[Start of Attachment]

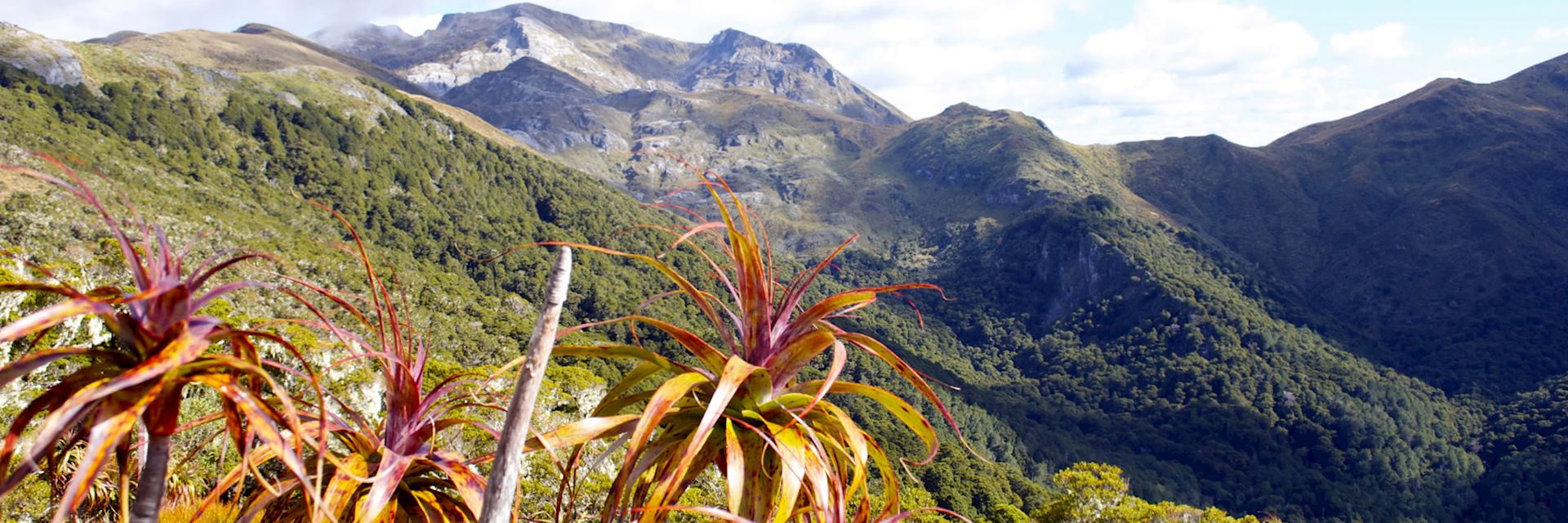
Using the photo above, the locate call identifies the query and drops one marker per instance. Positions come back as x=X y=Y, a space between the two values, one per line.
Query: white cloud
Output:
x=1549 y=34
x=412 y=24
x=1383 y=41
x=1468 y=47
x=1196 y=66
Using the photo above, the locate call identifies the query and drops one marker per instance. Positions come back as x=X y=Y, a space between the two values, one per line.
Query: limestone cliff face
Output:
x=52 y=60
x=608 y=57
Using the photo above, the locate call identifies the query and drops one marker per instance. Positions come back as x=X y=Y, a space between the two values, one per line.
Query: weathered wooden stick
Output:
x=502 y=489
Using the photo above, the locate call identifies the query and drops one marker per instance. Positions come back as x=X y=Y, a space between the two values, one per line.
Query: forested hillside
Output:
x=1213 y=320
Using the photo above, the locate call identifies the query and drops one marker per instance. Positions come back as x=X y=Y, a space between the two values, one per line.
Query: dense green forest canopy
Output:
x=1078 y=330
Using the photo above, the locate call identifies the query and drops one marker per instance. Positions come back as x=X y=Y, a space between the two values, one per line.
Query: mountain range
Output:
x=1360 y=321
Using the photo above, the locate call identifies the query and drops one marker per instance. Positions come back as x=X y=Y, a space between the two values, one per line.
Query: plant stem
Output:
x=153 y=481
x=502 y=489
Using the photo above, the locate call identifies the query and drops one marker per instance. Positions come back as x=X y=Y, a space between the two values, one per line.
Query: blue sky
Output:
x=1092 y=71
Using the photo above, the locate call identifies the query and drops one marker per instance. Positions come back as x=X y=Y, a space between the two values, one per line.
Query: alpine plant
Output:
x=385 y=467
x=137 y=379
x=784 y=448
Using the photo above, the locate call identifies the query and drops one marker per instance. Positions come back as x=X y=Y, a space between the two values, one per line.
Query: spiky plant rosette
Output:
x=786 y=451
x=385 y=467
x=160 y=346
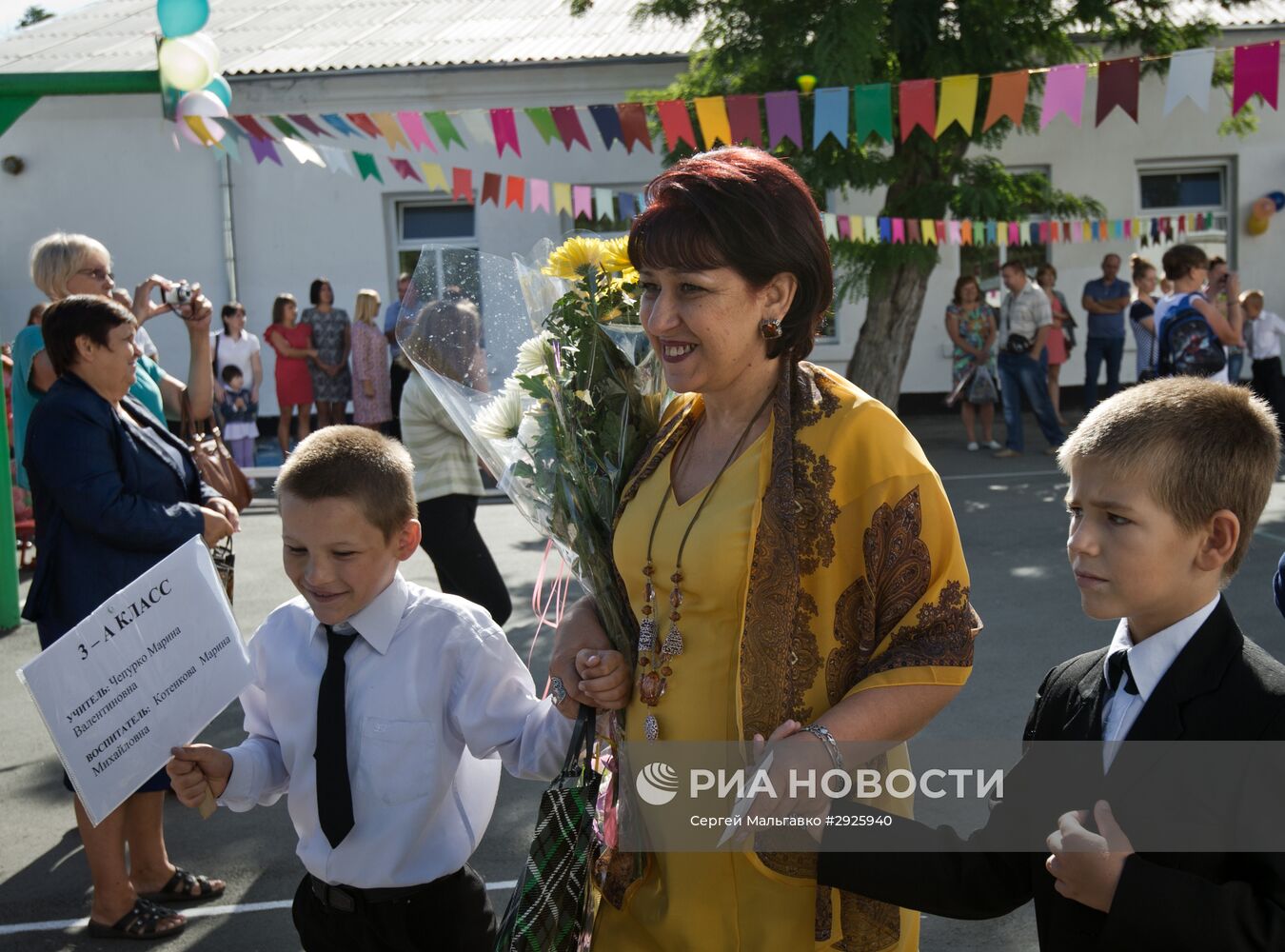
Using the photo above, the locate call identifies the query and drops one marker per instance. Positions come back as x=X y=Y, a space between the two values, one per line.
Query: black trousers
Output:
x=397 y=378
x=465 y=565
x=452 y=914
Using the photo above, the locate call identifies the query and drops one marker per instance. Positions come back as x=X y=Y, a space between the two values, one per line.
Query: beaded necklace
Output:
x=654 y=665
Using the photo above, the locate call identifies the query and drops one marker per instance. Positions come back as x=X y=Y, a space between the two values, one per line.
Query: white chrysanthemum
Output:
x=533 y=355
x=502 y=416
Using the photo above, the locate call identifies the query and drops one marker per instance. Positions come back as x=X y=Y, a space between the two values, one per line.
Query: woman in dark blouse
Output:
x=114 y=493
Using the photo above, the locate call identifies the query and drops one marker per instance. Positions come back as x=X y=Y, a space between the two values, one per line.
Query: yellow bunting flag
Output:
x=562 y=198
x=391 y=129
x=712 y=116
x=959 y=103
x=434 y=177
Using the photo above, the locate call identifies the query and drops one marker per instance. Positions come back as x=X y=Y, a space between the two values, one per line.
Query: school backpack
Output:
x=1186 y=345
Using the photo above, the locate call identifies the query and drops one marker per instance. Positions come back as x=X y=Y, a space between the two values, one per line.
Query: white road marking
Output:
x=202 y=912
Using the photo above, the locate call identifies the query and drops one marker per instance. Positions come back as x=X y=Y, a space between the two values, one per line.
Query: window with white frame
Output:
x=1174 y=189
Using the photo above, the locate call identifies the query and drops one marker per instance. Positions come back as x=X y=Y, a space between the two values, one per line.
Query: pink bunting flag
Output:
x=539 y=194
x=415 y=129
x=404 y=169
x=505 y=131
x=583 y=202
x=1064 y=92
x=1256 y=72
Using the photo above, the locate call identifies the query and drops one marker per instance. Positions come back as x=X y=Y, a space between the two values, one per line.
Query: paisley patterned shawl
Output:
x=858 y=581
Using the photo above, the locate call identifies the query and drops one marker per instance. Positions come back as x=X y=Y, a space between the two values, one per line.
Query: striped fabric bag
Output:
x=547 y=911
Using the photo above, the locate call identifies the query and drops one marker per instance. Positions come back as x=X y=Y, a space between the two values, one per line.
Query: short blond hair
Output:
x=1203 y=446
x=55 y=258
x=366 y=307
x=357 y=464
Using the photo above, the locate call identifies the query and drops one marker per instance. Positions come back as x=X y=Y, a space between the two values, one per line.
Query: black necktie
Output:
x=1118 y=673
x=334 y=794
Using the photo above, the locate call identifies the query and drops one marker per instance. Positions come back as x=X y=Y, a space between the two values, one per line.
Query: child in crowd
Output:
x=1167 y=484
x=238 y=411
x=378 y=705
x=1263 y=330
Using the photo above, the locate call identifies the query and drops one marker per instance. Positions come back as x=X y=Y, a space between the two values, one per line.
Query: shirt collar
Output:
x=378 y=622
x=1152 y=658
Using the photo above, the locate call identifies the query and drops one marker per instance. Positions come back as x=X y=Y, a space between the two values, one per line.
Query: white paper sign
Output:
x=147 y=671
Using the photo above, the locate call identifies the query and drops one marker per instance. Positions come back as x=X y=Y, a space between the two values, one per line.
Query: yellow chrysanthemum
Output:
x=575 y=258
x=616 y=256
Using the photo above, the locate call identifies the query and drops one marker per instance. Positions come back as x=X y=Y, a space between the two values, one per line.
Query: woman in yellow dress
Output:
x=786 y=546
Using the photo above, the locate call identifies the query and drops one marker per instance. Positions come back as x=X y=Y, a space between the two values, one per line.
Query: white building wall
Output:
x=106 y=166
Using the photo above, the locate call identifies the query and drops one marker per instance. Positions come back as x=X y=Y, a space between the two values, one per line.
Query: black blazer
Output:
x=110 y=501
x=1222 y=686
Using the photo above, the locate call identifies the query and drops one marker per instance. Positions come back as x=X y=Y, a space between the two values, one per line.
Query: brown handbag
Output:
x=213 y=460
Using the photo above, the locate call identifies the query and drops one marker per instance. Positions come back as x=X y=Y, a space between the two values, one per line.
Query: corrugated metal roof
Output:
x=267 y=36
x=271 y=36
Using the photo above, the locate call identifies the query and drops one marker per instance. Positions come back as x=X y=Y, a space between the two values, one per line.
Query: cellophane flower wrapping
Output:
x=544 y=367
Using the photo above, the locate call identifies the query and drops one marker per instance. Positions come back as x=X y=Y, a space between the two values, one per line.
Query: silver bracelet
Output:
x=832 y=745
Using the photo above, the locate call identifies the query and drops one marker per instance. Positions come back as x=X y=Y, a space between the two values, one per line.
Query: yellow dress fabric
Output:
x=878 y=598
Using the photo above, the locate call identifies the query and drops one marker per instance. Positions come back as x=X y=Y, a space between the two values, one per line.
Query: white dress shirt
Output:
x=1263 y=335
x=1148 y=662
x=433 y=694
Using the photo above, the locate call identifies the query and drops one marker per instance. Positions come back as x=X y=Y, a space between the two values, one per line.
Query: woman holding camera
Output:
x=66 y=264
x=114 y=493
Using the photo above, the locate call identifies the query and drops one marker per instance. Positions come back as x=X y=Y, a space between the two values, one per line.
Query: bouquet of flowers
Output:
x=561 y=416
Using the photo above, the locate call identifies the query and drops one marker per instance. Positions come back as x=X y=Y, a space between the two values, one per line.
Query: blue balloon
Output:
x=220 y=88
x=182 y=17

[End of Attachment]

■ How to complete this task
The response is the full listing, copied exactly, with the pictures omitted.

■ Solution
Using the photo above, the locate call identifies the query and drops one marker per instance. Positions come back as x=X y=Y, a space between the two values, one per line.
Query: white cloud
Output:
x=1549 y=34
x=412 y=24
x=1383 y=41
x=1468 y=47
x=1196 y=66
Using the photo above, the locate call identifies the query and drops one marker per instance. Positions come back as x=X y=Y, a space between the two values, one per line.
Query: limestone cliff face
Output:
x=52 y=60
x=608 y=57
Using the photo above, the locate call identifies the query and drops one marker per instance. Positions come back as x=X y=Y, a space between the two values, one per line.
Query: weathered wooden stick
Output:
x=502 y=489
Using the photo above, the locate call identifies the query and drops one marker per instance. Positions come back as x=X y=Y, a space between the two values, one per line.
Query: forested hillside
Output:
x=1213 y=320
Using the photo above, the locate call identifies the query and drops one marker per instance. Positions come back as x=X y=Y, a space between the two values, one per line.
Query: dense green forest canopy
Output:
x=1078 y=330
Using the photo above, the locate call identifies the query and drops one marker per instance. Positions come back as x=X y=Y, a space between the two values, one per line.
Query: mountain range
Output:
x=1360 y=321
Using the photo above, the locate call identifies the query and drops one marker per instance. Positions come back as x=X y=Y, a space between the two values, one per line.
Query: plant stem
Output:
x=153 y=481
x=502 y=489
Using the photo above, the locate call identifies the query and drops one marker per instance. Positions come back as x=X y=Y, a space between the two values, one per line.
Query: blue sky
Output:
x=1092 y=71
Using the photo above, the locate call identifies the query and drops one marker per instance. Positions come back as x=X y=Y, a space between the two values, one per line.
Query: alpine plant
Output:
x=385 y=467
x=137 y=379
x=784 y=448
Using the photo above, the locate call identifies the query and drops one marker per instance. Positions come back as x=X y=Y, a space between the two values, one per line.
Query: spiky plant rosette
Output:
x=786 y=451
x=385 y=467
x=160 y=346
Using the photo above, the locate call identifies the query and drops one marker per instance. Positions come back as x=X y=Y, a space between the two values, one per line.
Query: black trousers
Output:
x=397 y=378
x=465 y=565
x=452 y=914
Using the photo above, the locate call identifies the query and drops one marker per instance. Positions come back as x=X y=Y, a space between the two values, one per line.
Query: beaded necklace
Output:
x=654 y=665
Using the photo above, the locate call identifies the query and drops one marker per instance. Positions come back as x=X y=Y, a space between the two values, one per line.
Query: white chrysanthemum
Output:
x=533 y=355
x=502 y=416
Using the photo above, the locate call identifies the query and drops one marker per instance. Positions come back as x=X y=Y, a space between the two values, one per line.
Query: woman in dark blouse
Output:
x=114 y=493
Using the photo above, the locate call identifies the query and drops one marker per instance. Positions come back as x=X y=Y, a space between the two values, one per line.
Query: yellow bunting flag
Output:
x=562 y=198
x=391 y=129
x=712 y=116
x=959 y=103
x=434 y=177
Using the photo above, the locate call identifies the query and drops one marker per instance. Positions come back as x=X y=Y, a space between the two values, one per line.
Query: school backpack
Output:
x=1186 y=345
Using the photo above, the locate call identifies the query and drops one marker per instance. Positions come back as x=X y=Y, a space between the two values, one per line.
Query: white road marking
Output:
x=202 y=912
Using the photo above, the locate call identifies the query and drops one marker per instance. Positions come back as x=X y=Y, a space between the two values, one per line.
Query: window with white frame
Output:
x=1174 y=189
Using the photo above, the locate call identifies the query and drops one marker per instance. Positions come back as x=X y=Y, a space between the two values, one per line.
Query: pink bunting flag
Output:
x=539 y=194
x=415 y=129
x=404 y=169
x=505 y=131
x=583 y=202
x=1064 y=92
x=1256 y=72
Using the photo above, the locate call identifies the query and drops one marker per instance. Positions come back as x=X y=Y, a space between the two values, one per line.
Query: paisley patterned shawl
Output:
x=858 y=581
Using the photo above, the locate call identifies the query and drops one marker per instance. Positions come back as x=X y=Y, a space between the two values, one per line.
Query: striped fabric bag
Output:
x=547 y=911
Using the photo above, the locate call identifies the query and drops one marker per instance. Positions come back as x=X y=Y, a space between the two values, one per line.
Query: short blond hair
Output:
x=1203 y=446
x=55 y=258
x=366 y=307
x=357 y=464
Using the photo above, the locate call identifies the query and drops one marker per instance. Positions come back as x=X y=Y, a space between the two values, one per line.
Query: black necktie
Output:
x=1118 y=673
x=334 y=794
Using the photo above, the locate call identifies the query and drops one marker per instance. Positions come back as x=X y=Y, a space between the two values, one per line.
Query: child in crowd
Output:
x=1167 y=484
x=238 y=411
x=378 y=705
x=1263 y=330
Using the photo above, the locate call identifies the query and drops one marker per instance. Positions come back as x=X y=Y, a space between the two values, one per line.
Query: shirt collar
Output:
x=378 y=622
x=1152 y=658
Using the photo above, the locate call identifies the query and drops one marker per instance. Positions come back as x=X y=Y, a space between the two values, one per line.
Query: white paper sign
Output:
x=147 y=671
Using the photo above, the locate call identifies the query and drops one marker per instance. Positions come back as x=X y=Y, a space between the two values, one per line.
Query: yellow chrysanthemum
Output:
x=575 y=258
x=616 y=256
Using the photo above, the locate call identifies the query and drops one marker per instance. Positions come back as x=X y=Y, a space between the two values, one per line.
Query: woman in yellow dress
Output:
x=786 y=546
Using the photo above, the locate call identifies the query and drops one marker per instance. Positions come back as x=X y=Y, a space between the two values, one per line.
Query: white building wall
Output:
x=106 y=166
Using the photo above, the locate call identifies the query and drops one marker per instance. Positions come back as x=X y=Y, a space between the two values, one per line.
Query: black blazer
Output:
x=110 y=501
x=1222 y=686
Using the photo above, the locate call identifies the query and drops one marker per instance. Positions come back as x=X y=Y, a space between the two values, one per line.
Query: brown handbag
Output:
x=213 y=460
Using the photo above, the locate call identifies the query and drops one marker per instance. Positions come back as x=X y=Y, a space between the two values, one per line.
Query: corrugated metal roof
Output:
x=267 y=36
x=271 y=36
Using the photo above, the locate call identifies the query and drops one marker per instance. Positions come back as x=X y=Y, a space between the two values, one per line.
Query: cellophane flower wrapping
Output:
x=544 y=367
Using the photo above, the locate call identifies the query and drops one marker per instance. Positions come back as x=X y=Y, a space between the two values, one per line.
Query: silver bracelet
Output:
x=832 y=745
Using the photo above, the locate call identifies the query and drops one marker per instance. Positions come back as x=X y=Y, a space between the two values, one per line.
Query: yellow dress fabric
Output:
x=878 y=598
Using the photo above, the locate call identifies the query and drops one marker per instance. Positions come back as x=X y=Y, a space between the two values, one per line.
Query: white dress shirt
Output:
x=1263 y=335
x=1148 y=662
x=433 y=694
Using the photo above, the locate call identifies the query and drops one marker per instance. Positions come back as x=X y=Y, a space between the two values, one per line.
Query: woman holding camera
Output:
x=66 y=264
x=114 y=493
Using the photo above, the locate call identifies the query and drops one marker per instance. Positions come back as x=X y=Y, a space between the two values, one per line.
Query: bouquet of flowers
Output:
x=561 y=416
Using the photo above, the locate call identifies the query and drops one marker per instance. Positions come back as x=X y=Y, a space between the two values, one per line.
Query: blue balloon
Output:
x=220 y=88
x=182 y=17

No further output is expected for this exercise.